そのために、日常生活での集中力や判断力などが低下することがあり、これが抗ヒスタミン薬の影響だと考えて、服用を控える人がいるんです。
実は薬の影響だけではなく、くしゃみや鼻づまり、鼻水などの花粉症のつらい症状によるところも大きいのです。
やはり、日常を取りもどすためにも、まず、しっかりと最適な薬で症状を改善することが重要なんですね。
花粉症の症状を軽くするために
花粉症対策の基本を押さえよう
花粉症は、治療とともに花粉が体に入ってこないようにする注意や工夫も大切なんです。もっと、積極的に花粉症対策に取り組んでいきましょう。
外出時の花粉症対策
テレビやインターネットで気象情報や花粉情報を入手します。天気や湿度で花粉の要注意日があるので、その時は対策を強化します。

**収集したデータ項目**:
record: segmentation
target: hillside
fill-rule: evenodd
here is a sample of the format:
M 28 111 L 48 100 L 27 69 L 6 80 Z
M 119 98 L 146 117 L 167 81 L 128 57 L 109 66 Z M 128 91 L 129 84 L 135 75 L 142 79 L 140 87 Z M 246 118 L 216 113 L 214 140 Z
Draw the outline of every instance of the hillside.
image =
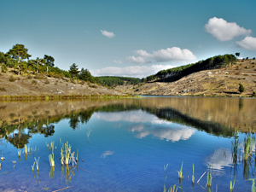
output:
M 122 95 L 102 85 L 73 80 L 69 78 L 51 78 L 44 75 L 14 75 L 0 73 L 0 96 L 70 96 Z
M 238 60 L 231 67 L 203 70 L 173 82 L 152 82 L 118 86 L 127 94 L 149 96 L 252 96 L 256 91 L 256 61 Z M 239 91 L 242 84 L 245 91 Z

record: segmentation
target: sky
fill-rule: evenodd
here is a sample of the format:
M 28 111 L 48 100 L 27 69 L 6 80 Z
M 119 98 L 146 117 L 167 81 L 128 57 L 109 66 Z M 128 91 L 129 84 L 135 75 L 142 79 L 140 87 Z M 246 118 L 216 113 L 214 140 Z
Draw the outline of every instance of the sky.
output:
M 255 0 L 0 0 L 0 51 L 21 44 L 94 76 L 145 78 L 208 57 L 256 56 Z

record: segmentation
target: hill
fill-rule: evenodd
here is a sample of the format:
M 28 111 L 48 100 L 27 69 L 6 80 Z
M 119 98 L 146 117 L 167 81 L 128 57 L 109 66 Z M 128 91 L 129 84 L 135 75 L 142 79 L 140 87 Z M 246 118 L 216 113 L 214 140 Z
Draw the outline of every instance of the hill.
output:
M 123 95 L 100 84 L 65 77 L 48 77 L 46 75 L 21 74 L 13 72 L 0 73 L 0 97 L 19 96 L 71 96 L 71 95 Z
M 138 78 L 116 77 L 116 76 L 102 76 L 97 77 L 99 84 L 108 87 L 123 85 L 123 84 L 137 84 L 142 82 Z
M 170 82 L 164 82 L 168 78 L 158 79 L 137 86 L 118 86 L 115 90 L 149 96 L 253 96 L 256 92 L 256 61 L 236 60 L 224 67 L 191 73 Z M 244 92 L 239 91 L 240 84 L 244 86 Z

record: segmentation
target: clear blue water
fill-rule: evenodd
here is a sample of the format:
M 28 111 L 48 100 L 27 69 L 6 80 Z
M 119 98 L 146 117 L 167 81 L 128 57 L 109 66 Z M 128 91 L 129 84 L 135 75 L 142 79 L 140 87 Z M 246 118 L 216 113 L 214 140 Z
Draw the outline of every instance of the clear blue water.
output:
M 150 98 L 138 99 L 139 103 L 145 99 L 150 102 Z M 66 116 L 50 124 L 55 132 L 48 137 L 37 131 L 32 133 L 31 127 L 20 130 L 31 136 L 28 143 L 33 151 L 26 160 L 24 154 L 19 160 L 17 148 L 3 137 L 0 150 L 5 160 L 1 162 L 0 190 L 54 191 L 68 186 L 63 191 L 163 191 L 164 184 L 167 189 L 176 184 L 179 186 L 177 191 L 205 191 L 207 174 L 200 184 L 196 181 L 211 167 L 212 183 L 208 190 L 229 191 L 230 181 L 236 176 L 234 191 L 250 191 L 253 181 L 249 178 L 254 177 L 255 162 L 249 166 L 248 177 L 245 177 L 247 169 L 242 160 L 235 171 L 231 152 L 234 131 L 230 131 L 231 136 L 225 135 L 227 131 L 223 135 L 208 133 L 202 130 L 202 125 L 197 125 L 195 119 L 194 124 L 186 119 L 174 122 L 166 119 L 170 116 L 168 109 L 153 113 L 152 108 L 146 110 L 140 104 L 135 106 L 124 110 L 119 103 L 118 107 L 107 105 L 91 113 L 87 123 L 82 123 L 79 113 Z M 74 129 L 71 121 L 76 122 Z M 8 137 L 14 137 L 15 133 L 19 134 L 19 130 L 15 129 Z M 239 141 L 243 142 L 245 137 L 247 134 L 240 133 Z M 69 172 L 65 166 L 61 171 L 58 159 L 60 138 L 62 143 L 68 141 L 73 152 L 79 150 L 78 165 L 70 166 Z M 57 149 L 54 150 L 54 175 L 50 175 L 48 155 L 51 152 L 46 143 L 53 141 Z M 34 157 L 40 157 L 38 172 L 32 172 Z M 183 178 L 180 182 L 177 171 L 183 161 Z M 165 172 L 164 166 L 167 164 Z M 195 185 L 191 183 L 193 164 Z

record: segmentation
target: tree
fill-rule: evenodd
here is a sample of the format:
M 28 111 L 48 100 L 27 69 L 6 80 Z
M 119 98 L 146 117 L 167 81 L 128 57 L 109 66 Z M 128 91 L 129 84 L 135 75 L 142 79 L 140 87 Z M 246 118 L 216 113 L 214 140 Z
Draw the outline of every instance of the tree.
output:
M 43 64 L 45 63 L 45 60 L 39 59 L 39 57 L 37 57 L 36 60 L 32 60 L 32 61 L 34 63 L 34 65 L 37 66 L 37 73 L 38 73 L 39 66 L 43 66 Z
M 48 67 L 49 66 L 50 66 L 50 67 L 55 66 L 55 64 L 54 64 L 55 59 L 52 56 L 47 55 L 44 55 L 44 59 L 45 60 L 46 72 L 48 73 Z
M 96 83 L 94 77 L 90 74 L 90 71 L 87 68 L 85 70 L 84 68 L 81 69 L 81 72 L 79 73 L 79 79 L 84 81 Z
M 236 53 L 235 55 L 236 57 L 240 56 L 240 53 Z
M 17 68 L 20 75 L 20 62 L 25 59 L 29 59 L 31 55 L 27 53 L 28 49 L 23 44 L 15 44 L 7 52 L 7 55 L 18 61 Z
M 244 92 L 244 86 L 242 85 L 242 84 L 239 84 L 239 91 L 241 93 Z
M 78 74 L 79 73 L 79 68 L 78 68 L 78 66 L 75 64 L 75 63 L 73 63 L 71 67 L 70 67 L 70 69 L 69 69 L 69 73 L 71 74 L 71 76 L 73 77 L 73 78 L 74 78 L 74 77 L 77 77 L 78 76 Z

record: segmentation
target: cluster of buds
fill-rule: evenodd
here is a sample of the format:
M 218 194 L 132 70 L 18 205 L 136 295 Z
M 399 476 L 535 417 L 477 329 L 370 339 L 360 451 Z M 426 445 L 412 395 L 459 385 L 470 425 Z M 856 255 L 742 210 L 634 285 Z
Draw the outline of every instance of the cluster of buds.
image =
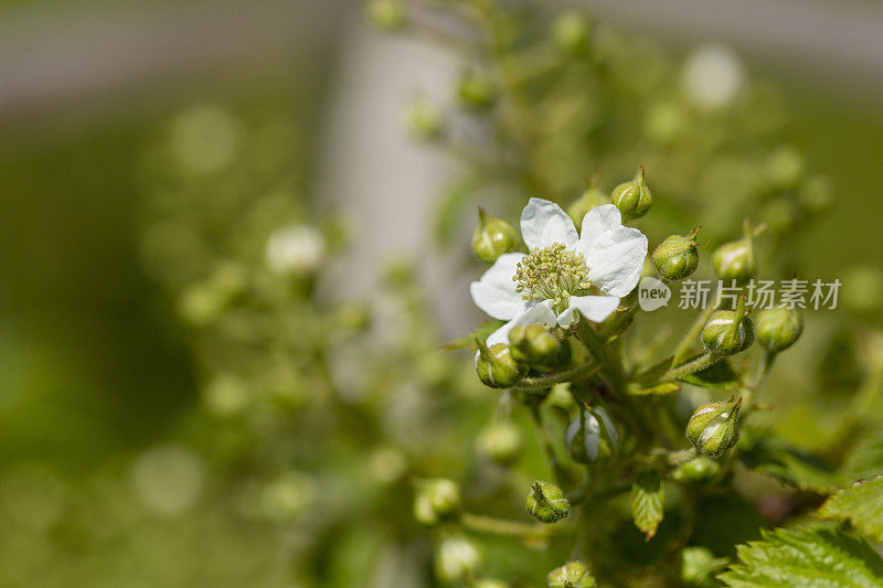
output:
M 472 252 L 476 257 L 487 264 L 492 264 L 504 253 L 510 253 L 518 245 L 518 233 L 512 225 L 488 216 L 485 209 L 478 209 L 478 227 L 472 234 Z
M 552 482 L 533 482 L 526 500 L 528 512 L 540 522 L 554 523 L 571 514 L 571 503 Z
M 566 441 L 574 461 L 593 463 L 613 456 L 619 434 L 607 410 L 586 406 L 567 427 Z
M 542 324 L 518 325 L 509 332 L 509 344 L 488 345 L 476 340 L 478 378 L 492 388 L 509 388 L 521 382 L 531 367 L 554 370 L 571 362 L 571 346 Z
M 671 235 L 653 252 L 653 265 L 662 278 L 669 281 L 681 280 L 699 267 L 699 227 L 689 235 Z
M 717 457 L 738 441 L 738 410 L 742 398 L 709 403 L 696 408 L 687 423 L 687 438 L 705 456 Z
M 653 204 L 653 195 L 643 183 L 643 165 L 638 168 L 638 173 L 630 182 L 625 182 L 614 188 L 610 194 L 613 202 L 623 214 L 623 221 L 640 218 Z
M 754 238 L 766 229 L 765 225 L 752 228 L 747 218 L 744 224 L 744 236 L 741 239 L 726 243 L 714 252 L 714 271 L 725 281 L 742 285 L 747 284 L 757 275 L 757 264 L 754 258 Z
M 745 297 L 738 299 L 736 310 L 715 311 L 702 330 L 702 342 L 710 353 L 733 355 L 754 343 L 754 324 L 745 309 Z

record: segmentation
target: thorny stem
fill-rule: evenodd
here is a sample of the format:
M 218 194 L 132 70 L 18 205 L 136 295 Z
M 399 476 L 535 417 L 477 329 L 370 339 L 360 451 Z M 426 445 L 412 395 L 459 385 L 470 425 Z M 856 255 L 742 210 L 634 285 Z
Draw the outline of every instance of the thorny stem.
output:
M 531 388 L 547 388 L 555 384 L 561 384 L 562 382 L 572 382 L 576 379 L 583 379 L 588 377 L 600 370 L 600 365 L 597 362 L 586 362 L 581 363 L 579 365 L 575 365 L 563 372 L 555 372 L 545 376 L 539 377 L 525 377 L 521 382 L 518 383 L 515 389 L 531 389 Z
M 542 538 L 551 535 L 554 530 L 553 525 L 522 523 L 520 521 L 508 521 L 472 513 L 462 513 L 460 523 L 464 527 L 476 533 L 489 533 L 509 537 Z
M 705 353 L 703 355 L 700 355 L 699 357 L 696 357 L 695 360 L 693 360 L 691 362 L 687 362 L 687 363 L 681 364 L 681 365 L 679 365 L 677 367 L 672 367 L 671 370 L 666 372 L 666 375 L 663 375 L 660 379 L 663 379 L 663 381 L 666 381 L 666 379 L 678 379 L 678 378 L 681 378 L 683 376 L 688 376 L 690 374 L 694 374 L 696 372 L 701 372 L 702 370 L 704 370 L 704 368 L 711 366 L 712 364 L 714 364 L 715 362 L 717 362 L 720 359 L 721 359 L 721 355 L 719 355 L 716 353 Z

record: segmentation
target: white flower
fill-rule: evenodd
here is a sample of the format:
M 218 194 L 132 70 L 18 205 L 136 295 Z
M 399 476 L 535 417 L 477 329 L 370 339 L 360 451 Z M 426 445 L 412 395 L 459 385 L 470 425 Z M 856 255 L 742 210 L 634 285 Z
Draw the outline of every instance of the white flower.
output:
M 647 237 L 623 226 L 613 204 L 588 211 L 582 227 L 577 235 L 557 204 L 531 199 L 521 213 L 528 255 L 501 255 L 469 288 L 478 308 L 509 321 L 488 338 L 488 346 L 507 343 L 509 331 L 520 324 L 568 327 L 576 310 L 591 321 L 603 321 L 637 286 Z M 589 288 L 598 293 L 589 293 Z
M 267 239 L 267 265 L 277 274 L 307 274 L 325 258 L 322 234 L 309 225 L 278 228 Z

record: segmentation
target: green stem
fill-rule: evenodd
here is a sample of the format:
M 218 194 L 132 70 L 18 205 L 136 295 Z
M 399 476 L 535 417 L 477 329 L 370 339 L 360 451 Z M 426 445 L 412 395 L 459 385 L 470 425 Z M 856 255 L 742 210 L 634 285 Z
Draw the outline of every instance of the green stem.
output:
M 561 466 L 561 461 L 558 460 L 558 455 L 555 452 L 555 446 L 552 443 L 552 439 L 549 438 L 549 432 L 545 430 L 545 427 L 543 426 L 543 417 L 540 414 L 539 406 L 531 407 L 531 417 L 533 417 L 533 425 L 534 429 L 536 430 L 536 437 L 540 439 L 540 445 L 542 445 L 543 452 L 545 453 L 545 457 L 549 460 L 549 467 L 552 469 L 552 475 L 554 475 L 555 482 L 558 485 L 564 485 L 567 472 Z
M 547 388 L 555 384 L 561 384 L 562 382 L 572 382 L 588 377 L 599 370 L 600 366 L 596 362 L 581 363 L 563 372 L 555 372 L 540 377 L 525 377 L 519 382 L 515 389 Z
M 476 533 L 508 537 L 545 537 L 552 531 L 551 525 L 521 523 L 472 513 L 462 513 L 460 523 L 465 528 Z
M 714 304 L 710 306 L 702 313 L 696 317 L 696 320 L 693 321 L 693 324 L 690 325 L 690 330 L 687 331 L 687 334 L 683 335 L 681 339 L 680 344 L 678 344 L 678 349 L 674 352 L 674 360 L 672 361 L 672 365 L 679 364 L 690 354 L 690 348 L 692 346 L 693 342 L 699 338 L 699 334 L 702 332 L 702 329 L 705 327 L 705 323 L 709 322 L 709 319 L 717 310 L 717 307 L 721 304 L 720 297 Z
M 704 355 L 700 355 L 699 357 L 696 357 L 691 362 L 681 364 L 678 367 L 672 367 L 671 370 L 666 372 L 666 375 L 663 375 L 660 379 L 662 381 L 679 379 L 683 376 L 701 372 L 702 370 L 717 362 L 720 359 L 721 356 L 717 355 L 716 353 L 705 353 Z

**作業内容**:
[A] 花粉症についての抜粋のうち、「そのために、日常生活での集中」から「策に取り組んでいきましょう。」まで（両端を含む）を一字も変えずに書き写してください。
[B] 次の(i)〜(iii)が花粉症についての抜粋と合っているかを「はい」か「いいえ」で答えてください。それぞれ、判断の決め手となる抜粋中の語句をそのまま引用して添えてください。
(i) 日常生活での集中力や判断力の低下は、抗ヒスタミン薬の影響だけによるものだと述べられている。
(ii) 花粉症では、治療とともに花粉が体に入ってこないようにする注意や工夫も大切だとされている。
(iii) 天気や湿度による花粉の要注意日には、対策を強化するとされている。

**演習の解答**:
[A]
そのために、日常生活での集中力や判断力などが低下することがあり、これが抗ヒスタミン薬の影響だと考えて、服用を控える人がいるんです。
実は薬の影響だけではなく、くしゃみや鼻づまり、鼻水などの花粉症のつらい症状によるところも大きいのです。
やはり、日常を取りもどすためにも、まず、しっかりと最適な薬で症状を改善することが重要なんですね。
花粉症の症状を軽くするために
花粉症対策の基本を押さえよう
花粉症は、治療とともに花粉が体に入ってこないようにする注意や工夫も大切なんです。もっと、積極的に花粉症対策に取り組んでいきましょう。

[B]
(i) いいえ。「実は薬の影響だけではなく、くしゃみや鼻づまり、鼻水などの花粉症のつらい症状によるところも大きいのです。」
(ii) はい。「花粉症は、治療とともに花粉が体に入ってこないようにする注意や工夫も大切なんです。」
(iii) はい。「天気や湿度で花粉の要注意日があるので、その時は対策を強化します。」